### EXERCISES:
**a)** In the winter melon punch text, turn the paragraph beginning "The punch is prepared by peeling" into a short list of steps that keeps its main facts.
**b)** According to the winter melon punch text, where in East Asia is the drink especially popular?

Winter melon punch, also called winter melon tea in East Asia (冬瓜茶 (冬瓜茶, dōngguā chá)), is a drink made from winter melon and sugar that has been boiled for some time. It is popular in East Asia, especially Taiwan.

== Preparation ==
The punch is prepared by peeling, slicing and removing the seeds of a winter melon. The winter melon slices are then placed in boiling water with brown sugar or caramel and stirred for several hours. The mixture is filtered with a gauze or sieve to remove any undissolved sediment, leaving concentrated winter melon juice that can be cooled, stored or refrigerated before drinking. It can be diluted with the aid of ice.

The concentrated winter melon juice can also be reduced to form "winter melon candy". After the reduced juice is poured into a pan and left to cool, the solid is commonly cut into cubes and sold. The winter melon candy cubes can be cooked in tea.

A sugar-free version of the winter melon punch is made for people with kidney issues and diabetes.

The winter melon slices can alternatively be soaked in lime or calcium hydroxide to preserve the melon's original flavour by hardening the flesh before boiling with sugar, caramel, and water.

== Variations ==
There are many variations of winter melon punch throughout Taiwan. Lemon juice and oolong tea can be added to winter melon punch to change its taste, or alcohol can be added to create a cocktail. Street vendors may also add tapioca balls, nata de coco, or tangyuan to winter melon punch and sell it as a dessert.

### RECORD SET:

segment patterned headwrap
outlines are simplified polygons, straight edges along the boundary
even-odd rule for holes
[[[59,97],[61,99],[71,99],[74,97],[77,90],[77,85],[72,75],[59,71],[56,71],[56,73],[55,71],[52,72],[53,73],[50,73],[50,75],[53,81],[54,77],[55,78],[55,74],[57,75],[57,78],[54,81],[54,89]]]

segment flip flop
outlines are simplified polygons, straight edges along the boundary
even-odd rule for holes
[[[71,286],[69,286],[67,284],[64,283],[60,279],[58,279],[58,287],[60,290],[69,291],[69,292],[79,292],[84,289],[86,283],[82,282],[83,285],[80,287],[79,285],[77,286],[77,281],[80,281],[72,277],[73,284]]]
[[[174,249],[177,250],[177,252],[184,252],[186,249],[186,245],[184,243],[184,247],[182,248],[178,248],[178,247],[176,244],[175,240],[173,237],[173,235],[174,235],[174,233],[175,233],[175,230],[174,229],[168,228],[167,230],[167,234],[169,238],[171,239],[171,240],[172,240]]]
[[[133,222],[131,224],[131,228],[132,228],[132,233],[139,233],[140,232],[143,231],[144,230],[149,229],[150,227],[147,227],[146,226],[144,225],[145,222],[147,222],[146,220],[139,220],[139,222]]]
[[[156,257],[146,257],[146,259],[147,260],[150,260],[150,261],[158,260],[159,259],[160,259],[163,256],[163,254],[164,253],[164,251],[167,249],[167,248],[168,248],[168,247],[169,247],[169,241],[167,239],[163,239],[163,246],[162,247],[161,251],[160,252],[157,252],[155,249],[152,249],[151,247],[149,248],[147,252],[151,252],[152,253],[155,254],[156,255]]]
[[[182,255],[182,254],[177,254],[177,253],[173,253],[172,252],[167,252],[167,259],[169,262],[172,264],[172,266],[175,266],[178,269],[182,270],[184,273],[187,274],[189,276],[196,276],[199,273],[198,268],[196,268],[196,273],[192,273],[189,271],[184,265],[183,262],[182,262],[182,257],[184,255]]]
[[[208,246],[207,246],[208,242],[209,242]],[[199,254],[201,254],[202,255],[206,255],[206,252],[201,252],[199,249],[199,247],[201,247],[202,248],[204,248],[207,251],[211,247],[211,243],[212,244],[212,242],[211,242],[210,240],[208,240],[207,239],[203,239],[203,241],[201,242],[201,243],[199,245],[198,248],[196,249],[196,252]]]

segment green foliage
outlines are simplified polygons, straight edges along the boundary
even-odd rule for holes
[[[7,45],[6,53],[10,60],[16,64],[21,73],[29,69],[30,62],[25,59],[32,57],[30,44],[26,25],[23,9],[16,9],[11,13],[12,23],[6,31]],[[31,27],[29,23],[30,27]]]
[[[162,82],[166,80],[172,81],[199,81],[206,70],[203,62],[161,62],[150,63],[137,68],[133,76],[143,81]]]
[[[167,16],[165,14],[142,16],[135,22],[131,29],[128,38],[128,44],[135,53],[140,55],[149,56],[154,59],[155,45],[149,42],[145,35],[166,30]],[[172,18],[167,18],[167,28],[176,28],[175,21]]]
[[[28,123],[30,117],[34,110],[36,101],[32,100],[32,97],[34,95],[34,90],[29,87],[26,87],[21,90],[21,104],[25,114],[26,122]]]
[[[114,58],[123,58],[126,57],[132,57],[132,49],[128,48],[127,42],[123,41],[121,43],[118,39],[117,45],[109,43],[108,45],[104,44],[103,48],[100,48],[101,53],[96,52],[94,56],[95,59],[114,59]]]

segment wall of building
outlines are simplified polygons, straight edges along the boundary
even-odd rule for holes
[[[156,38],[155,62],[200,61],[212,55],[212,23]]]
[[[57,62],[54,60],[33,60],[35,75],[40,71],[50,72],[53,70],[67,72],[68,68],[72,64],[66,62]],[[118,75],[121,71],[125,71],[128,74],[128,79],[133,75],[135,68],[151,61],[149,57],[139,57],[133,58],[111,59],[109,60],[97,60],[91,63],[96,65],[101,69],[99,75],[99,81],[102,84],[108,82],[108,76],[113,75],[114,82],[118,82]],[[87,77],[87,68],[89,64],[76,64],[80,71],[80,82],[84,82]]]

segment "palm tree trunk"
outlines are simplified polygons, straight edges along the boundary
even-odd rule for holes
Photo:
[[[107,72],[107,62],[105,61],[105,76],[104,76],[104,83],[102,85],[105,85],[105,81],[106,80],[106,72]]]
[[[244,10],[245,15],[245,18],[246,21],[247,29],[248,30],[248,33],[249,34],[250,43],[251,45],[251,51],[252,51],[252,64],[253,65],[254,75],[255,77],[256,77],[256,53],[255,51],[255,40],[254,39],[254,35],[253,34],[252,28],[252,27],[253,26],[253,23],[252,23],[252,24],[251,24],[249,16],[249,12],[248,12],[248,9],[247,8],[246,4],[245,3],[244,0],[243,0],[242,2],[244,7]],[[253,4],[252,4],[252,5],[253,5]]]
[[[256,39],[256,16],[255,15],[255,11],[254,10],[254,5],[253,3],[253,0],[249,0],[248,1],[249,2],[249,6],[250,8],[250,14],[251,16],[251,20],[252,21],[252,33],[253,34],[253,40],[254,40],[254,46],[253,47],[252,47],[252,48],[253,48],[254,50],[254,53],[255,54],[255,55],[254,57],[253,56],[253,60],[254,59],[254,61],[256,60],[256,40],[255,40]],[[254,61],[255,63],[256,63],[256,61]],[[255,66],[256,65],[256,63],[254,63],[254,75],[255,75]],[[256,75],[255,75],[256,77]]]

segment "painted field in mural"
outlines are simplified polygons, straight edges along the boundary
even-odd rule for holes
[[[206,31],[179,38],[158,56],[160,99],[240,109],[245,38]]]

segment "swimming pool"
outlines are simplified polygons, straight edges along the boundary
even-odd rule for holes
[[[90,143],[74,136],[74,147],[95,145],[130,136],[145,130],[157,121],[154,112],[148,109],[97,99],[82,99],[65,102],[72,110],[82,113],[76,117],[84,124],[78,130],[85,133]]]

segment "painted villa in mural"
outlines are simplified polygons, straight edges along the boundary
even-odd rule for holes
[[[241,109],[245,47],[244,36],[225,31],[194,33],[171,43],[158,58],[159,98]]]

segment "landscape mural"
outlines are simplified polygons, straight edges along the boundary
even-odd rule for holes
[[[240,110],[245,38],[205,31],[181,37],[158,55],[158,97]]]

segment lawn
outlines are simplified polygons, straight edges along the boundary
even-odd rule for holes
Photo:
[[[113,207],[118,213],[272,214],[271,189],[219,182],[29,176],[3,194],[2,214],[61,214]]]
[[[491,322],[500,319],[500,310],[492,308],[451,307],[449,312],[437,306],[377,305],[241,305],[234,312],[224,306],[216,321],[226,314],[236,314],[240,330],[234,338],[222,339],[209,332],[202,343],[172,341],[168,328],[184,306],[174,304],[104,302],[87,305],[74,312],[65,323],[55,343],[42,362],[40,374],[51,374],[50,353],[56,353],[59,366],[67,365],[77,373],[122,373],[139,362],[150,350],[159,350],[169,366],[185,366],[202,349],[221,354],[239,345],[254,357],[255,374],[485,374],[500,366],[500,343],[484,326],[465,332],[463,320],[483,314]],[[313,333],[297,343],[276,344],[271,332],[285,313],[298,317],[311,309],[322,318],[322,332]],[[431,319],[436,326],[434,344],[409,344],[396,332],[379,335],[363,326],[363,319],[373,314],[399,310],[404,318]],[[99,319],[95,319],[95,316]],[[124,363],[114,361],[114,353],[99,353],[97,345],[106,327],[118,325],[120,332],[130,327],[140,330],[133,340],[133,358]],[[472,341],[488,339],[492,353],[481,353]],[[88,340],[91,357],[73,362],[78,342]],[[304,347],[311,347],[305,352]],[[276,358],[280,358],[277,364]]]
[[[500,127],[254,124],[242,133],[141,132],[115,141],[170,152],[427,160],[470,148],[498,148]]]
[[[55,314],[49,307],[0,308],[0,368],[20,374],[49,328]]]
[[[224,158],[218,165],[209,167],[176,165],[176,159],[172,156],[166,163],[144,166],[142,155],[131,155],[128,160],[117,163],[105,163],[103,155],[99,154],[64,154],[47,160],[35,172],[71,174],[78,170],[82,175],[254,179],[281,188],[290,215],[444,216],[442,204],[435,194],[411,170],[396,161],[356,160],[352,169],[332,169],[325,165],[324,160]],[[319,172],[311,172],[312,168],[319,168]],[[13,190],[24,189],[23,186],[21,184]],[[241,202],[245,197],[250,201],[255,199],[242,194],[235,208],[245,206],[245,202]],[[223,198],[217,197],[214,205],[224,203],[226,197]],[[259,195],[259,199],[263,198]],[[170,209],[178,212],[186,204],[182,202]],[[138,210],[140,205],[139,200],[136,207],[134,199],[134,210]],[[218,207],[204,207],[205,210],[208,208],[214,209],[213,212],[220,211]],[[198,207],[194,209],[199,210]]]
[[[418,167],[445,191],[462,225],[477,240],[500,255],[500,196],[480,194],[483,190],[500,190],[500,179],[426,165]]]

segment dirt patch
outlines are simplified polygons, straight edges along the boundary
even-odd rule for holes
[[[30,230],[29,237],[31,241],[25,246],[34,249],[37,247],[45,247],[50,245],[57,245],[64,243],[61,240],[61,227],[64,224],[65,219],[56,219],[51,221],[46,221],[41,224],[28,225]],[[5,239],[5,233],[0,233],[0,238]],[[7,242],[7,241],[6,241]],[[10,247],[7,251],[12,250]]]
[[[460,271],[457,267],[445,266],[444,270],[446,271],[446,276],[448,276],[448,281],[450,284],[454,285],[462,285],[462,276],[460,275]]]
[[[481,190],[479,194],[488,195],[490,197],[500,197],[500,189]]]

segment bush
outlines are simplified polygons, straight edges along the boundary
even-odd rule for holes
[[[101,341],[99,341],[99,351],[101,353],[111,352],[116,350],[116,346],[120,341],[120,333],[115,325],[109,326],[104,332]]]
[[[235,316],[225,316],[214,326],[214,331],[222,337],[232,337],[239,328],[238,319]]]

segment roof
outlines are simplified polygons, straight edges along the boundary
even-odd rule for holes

### SOLUTIONS TO THE TASKS:
**a)**
- Peel and slice a winter melon, and remove its seeds.
- Boil the slices in water with brown sugar or caramel, stirring for several hours.
- Filter the mixture through gauze or a sieve to remove undissolved sediment.
- The concentrated juice that remains can be cooled, stored, or refrigerated before drinking, and can be diluted with ice.

**b)** Taiwan.